GIVEN REQUEST A: In the anime character rankings text, what condition does Lelouch's Geass require to take over someone's mind?
□ □ □ □ □
4. Lelouch vi Britannia/Zero
Code Geass: Lelouch of the Rebellion
Before I talk about this character, I think I should make a comparison to another similar character from the show Death Note, Yagami Light.  Both are very similar.  Both are incredibly intelligent young men who excel academically.  Both are dissatisfied with the state of the world.  Both want to change it.  Yagami gets the Death Note, and uses it to kill the world’s criminals.  Lelouch, on the other hands, gets a hold of a power called a Geass.  His Geass allows him to take over the mind of anybody around him, so long as he has direct eye-contact.  With this power, he starts a campaign to bring down the totalitarian dictatorship of the Britannian Empire.  The difference between these two is that while there is some sense of twisted nobility to Light’s plan, most of it feels selfish and ego-maniacal.  He immediately becomes consumed by his role with hardly a look back.  Lelouch, on the other hand, is very slowly corrupted, by his power, and while he does use people in horribly awful ways, there are many times where he does look back and you can see that it causes him some inner turmoil.  A character who pursues a selfish goal, even at the cost of his own soul is always going to be interesting, but it is more interesting when they have some awareness of it, and affects them on some level.  Still, both are awesome characters.  I just like this one a little bit more.

3. Sebastian Michaelis
Black Butler
What is so cool about Sebastian is that he is a character who never seems to let anything get to him.  His only mission is to serve his master, and to be the best butler that he possibly can be.  Sebastian is a demon.  He made a pact with his master, Ciel Phantomhive.  In exchange for helping him get revenge against the people who killed his family, Sebastian would then get the young man’s soul.  Not only is this guy just too cool for school, but you get a lot of looks into how demented this obsession with getting a tasty soul is for him.  There are a lot of points where you get to see just who this man dressed in black is, and it is both very cool and profoundly creepy at the same time.  When the angel is torturing him, and offers him a whole buffet of souls instead of his, Sebastian turns her down, saying that he was tired of all the worthless souls.  He wanted “ambrosia.”  He has a very twisted dedication to Ciel, though you do see that it is all because he doesn’t want to lose out on his meal.  Right up to the very end, he is loyal to him.  Though the end of the entire series doesn’t play out just like he imagined.  Still, he is poised, he is professional, and as he has said, he is “simply one Hell of a butler.”
□ □ □ □ □
GIVEN REQUEST B: List every line in the records that contains the string "sidewalk".
□ □ □ □ □
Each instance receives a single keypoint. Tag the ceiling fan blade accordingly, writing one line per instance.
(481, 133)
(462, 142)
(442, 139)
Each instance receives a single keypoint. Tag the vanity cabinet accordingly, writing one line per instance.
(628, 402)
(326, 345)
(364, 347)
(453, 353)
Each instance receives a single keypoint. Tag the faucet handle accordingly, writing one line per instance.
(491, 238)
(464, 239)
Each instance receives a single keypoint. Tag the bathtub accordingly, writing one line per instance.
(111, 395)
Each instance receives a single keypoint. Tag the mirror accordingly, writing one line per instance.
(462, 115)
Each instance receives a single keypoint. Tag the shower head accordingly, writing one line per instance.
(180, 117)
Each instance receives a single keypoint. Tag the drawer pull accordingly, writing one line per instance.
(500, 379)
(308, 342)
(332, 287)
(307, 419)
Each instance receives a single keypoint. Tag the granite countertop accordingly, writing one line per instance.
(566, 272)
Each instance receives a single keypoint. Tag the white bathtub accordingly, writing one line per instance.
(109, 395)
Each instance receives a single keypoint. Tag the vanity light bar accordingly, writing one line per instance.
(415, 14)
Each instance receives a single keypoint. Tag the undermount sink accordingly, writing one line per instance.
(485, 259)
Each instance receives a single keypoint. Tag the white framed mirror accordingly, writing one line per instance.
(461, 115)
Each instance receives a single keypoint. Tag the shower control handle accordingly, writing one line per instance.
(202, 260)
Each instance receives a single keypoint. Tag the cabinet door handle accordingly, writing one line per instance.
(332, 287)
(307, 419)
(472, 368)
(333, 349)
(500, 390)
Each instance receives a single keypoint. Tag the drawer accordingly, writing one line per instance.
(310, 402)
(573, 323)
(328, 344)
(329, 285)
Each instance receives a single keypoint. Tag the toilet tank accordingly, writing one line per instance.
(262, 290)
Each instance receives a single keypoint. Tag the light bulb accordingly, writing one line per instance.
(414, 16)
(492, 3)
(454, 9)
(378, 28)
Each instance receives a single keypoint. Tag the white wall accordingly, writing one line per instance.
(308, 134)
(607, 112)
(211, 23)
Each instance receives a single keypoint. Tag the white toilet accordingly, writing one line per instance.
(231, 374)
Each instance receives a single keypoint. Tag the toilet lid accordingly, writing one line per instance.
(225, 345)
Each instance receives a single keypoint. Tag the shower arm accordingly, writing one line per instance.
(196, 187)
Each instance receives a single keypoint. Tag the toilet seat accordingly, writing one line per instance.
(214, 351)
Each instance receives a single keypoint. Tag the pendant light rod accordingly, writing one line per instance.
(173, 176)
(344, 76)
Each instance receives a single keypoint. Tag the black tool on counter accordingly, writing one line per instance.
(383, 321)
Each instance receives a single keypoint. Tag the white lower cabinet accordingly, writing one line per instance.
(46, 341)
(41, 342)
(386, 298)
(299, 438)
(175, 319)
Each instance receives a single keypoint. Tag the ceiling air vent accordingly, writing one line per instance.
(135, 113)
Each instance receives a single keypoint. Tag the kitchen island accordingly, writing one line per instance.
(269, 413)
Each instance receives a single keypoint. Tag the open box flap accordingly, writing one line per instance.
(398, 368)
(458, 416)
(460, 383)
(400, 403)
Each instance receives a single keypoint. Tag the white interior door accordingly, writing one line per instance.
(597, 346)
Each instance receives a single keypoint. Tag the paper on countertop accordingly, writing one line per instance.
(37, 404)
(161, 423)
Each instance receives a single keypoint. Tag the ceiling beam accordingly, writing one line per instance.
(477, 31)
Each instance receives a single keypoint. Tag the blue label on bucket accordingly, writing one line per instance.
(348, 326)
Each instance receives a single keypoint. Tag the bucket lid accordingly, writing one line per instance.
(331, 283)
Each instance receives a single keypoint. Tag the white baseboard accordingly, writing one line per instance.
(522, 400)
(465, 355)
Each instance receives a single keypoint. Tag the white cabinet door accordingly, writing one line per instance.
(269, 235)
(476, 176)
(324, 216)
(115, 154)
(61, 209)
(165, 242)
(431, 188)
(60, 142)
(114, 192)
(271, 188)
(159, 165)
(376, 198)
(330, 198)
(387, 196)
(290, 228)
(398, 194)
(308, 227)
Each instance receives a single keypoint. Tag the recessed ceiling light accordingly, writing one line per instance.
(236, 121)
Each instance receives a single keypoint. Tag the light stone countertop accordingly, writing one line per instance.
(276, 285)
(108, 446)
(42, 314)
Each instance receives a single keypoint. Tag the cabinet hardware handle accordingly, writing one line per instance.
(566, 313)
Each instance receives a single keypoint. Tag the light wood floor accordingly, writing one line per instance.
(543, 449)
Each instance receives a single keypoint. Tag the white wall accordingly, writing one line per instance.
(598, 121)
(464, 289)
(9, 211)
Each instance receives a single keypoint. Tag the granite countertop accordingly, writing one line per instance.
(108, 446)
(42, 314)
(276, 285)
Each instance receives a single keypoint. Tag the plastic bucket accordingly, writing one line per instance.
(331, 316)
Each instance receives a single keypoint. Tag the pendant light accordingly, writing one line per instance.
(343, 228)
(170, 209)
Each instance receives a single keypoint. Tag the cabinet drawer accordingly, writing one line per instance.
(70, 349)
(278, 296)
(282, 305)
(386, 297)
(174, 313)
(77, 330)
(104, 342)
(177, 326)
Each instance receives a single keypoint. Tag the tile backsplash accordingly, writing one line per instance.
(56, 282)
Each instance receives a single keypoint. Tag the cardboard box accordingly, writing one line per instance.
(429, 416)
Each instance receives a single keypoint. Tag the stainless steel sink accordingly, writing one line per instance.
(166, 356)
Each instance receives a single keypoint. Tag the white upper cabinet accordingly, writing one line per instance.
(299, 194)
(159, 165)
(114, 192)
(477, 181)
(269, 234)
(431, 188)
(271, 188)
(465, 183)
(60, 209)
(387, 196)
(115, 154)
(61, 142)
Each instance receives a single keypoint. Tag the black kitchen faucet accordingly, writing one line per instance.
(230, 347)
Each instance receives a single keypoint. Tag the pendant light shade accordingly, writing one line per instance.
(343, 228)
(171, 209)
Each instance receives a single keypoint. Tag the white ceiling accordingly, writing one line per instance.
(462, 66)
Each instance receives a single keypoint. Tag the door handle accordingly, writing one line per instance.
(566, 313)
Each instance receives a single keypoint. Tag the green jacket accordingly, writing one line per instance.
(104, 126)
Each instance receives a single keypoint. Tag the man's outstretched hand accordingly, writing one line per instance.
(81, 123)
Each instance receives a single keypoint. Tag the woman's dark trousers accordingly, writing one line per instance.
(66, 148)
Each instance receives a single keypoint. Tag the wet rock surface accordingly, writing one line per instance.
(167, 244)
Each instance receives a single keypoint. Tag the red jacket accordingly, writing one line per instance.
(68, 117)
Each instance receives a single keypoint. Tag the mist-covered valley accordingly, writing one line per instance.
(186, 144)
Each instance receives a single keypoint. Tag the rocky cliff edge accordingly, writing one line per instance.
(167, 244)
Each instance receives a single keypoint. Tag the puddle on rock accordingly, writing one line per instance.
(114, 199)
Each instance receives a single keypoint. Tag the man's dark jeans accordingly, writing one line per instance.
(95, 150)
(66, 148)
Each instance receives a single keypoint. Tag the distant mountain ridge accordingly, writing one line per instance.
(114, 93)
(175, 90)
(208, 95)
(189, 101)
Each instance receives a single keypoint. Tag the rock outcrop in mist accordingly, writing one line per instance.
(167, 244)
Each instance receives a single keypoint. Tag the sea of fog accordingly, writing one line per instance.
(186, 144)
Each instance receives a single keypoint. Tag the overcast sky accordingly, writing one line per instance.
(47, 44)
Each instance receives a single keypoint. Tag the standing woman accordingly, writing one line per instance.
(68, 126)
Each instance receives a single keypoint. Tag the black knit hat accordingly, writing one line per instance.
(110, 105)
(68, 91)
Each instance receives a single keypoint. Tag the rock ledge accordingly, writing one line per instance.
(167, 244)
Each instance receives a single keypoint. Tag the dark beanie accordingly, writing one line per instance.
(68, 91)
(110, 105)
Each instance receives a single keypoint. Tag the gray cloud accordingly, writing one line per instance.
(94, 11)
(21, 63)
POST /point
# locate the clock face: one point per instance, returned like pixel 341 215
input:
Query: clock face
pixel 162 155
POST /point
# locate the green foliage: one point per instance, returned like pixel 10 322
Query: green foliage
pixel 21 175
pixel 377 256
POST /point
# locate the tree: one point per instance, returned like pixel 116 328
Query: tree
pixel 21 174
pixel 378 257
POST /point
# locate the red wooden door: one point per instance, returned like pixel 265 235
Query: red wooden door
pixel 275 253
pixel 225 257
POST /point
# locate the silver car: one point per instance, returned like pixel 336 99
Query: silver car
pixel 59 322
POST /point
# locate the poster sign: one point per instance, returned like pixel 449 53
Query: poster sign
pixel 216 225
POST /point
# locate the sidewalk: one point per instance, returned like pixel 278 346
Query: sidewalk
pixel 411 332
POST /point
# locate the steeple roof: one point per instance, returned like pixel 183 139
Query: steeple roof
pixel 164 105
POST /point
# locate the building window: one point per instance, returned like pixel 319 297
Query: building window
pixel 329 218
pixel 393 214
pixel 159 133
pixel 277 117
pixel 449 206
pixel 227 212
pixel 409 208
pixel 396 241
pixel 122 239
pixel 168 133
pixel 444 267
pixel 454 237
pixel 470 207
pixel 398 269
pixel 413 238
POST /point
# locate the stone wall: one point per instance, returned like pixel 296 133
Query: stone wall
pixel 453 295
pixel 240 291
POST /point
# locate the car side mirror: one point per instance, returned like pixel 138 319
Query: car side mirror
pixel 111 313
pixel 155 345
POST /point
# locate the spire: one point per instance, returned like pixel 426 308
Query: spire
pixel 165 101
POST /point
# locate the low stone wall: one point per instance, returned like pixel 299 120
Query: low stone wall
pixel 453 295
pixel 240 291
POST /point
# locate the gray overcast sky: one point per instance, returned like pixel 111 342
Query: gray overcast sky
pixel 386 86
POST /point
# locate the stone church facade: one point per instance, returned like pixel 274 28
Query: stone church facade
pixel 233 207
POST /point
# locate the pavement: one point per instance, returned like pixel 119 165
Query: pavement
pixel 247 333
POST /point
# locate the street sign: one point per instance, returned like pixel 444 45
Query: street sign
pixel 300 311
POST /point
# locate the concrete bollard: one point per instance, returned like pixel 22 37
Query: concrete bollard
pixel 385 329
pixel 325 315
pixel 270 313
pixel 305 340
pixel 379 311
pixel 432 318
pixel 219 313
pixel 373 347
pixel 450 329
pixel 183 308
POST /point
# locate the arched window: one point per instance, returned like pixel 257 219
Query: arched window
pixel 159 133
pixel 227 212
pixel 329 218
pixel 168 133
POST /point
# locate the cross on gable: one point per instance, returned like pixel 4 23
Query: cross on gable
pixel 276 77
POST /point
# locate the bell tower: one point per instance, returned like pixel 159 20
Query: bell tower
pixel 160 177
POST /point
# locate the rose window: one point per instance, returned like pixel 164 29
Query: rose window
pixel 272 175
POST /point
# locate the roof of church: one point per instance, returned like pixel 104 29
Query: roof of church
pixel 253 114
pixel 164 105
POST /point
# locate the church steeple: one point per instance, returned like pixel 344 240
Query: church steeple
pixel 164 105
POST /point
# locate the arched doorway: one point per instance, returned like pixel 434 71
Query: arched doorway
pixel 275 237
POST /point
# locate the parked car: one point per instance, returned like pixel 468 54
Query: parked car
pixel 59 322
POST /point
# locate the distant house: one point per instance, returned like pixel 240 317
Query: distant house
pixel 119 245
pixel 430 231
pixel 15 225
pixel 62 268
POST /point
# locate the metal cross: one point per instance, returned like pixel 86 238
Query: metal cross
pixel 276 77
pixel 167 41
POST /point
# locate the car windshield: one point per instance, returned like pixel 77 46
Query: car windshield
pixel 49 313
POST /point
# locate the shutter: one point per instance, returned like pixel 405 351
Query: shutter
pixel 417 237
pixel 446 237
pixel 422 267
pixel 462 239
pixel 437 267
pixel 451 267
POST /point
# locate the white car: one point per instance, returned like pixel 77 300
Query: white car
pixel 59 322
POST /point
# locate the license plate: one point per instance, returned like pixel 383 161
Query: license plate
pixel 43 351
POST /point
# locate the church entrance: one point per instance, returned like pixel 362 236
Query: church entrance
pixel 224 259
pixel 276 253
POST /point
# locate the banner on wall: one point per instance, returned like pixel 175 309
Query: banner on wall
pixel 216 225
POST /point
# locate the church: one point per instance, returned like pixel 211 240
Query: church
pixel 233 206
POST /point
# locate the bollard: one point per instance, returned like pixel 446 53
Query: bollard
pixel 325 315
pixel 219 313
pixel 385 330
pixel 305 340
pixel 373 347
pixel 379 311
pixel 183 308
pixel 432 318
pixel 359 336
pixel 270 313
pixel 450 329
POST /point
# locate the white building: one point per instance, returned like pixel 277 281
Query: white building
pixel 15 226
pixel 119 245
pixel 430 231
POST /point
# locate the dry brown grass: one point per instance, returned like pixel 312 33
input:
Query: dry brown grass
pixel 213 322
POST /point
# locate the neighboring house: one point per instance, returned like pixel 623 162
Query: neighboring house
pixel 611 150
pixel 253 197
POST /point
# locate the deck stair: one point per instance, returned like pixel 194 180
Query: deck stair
□ □ □ □ □
WRITTEN ANSWER A: He must have direct eye contact with the person.

WRITTEN ANSWER B:
# locate the sidewalk: one point per instance, returned like pixel 278 346
Query: sidewalk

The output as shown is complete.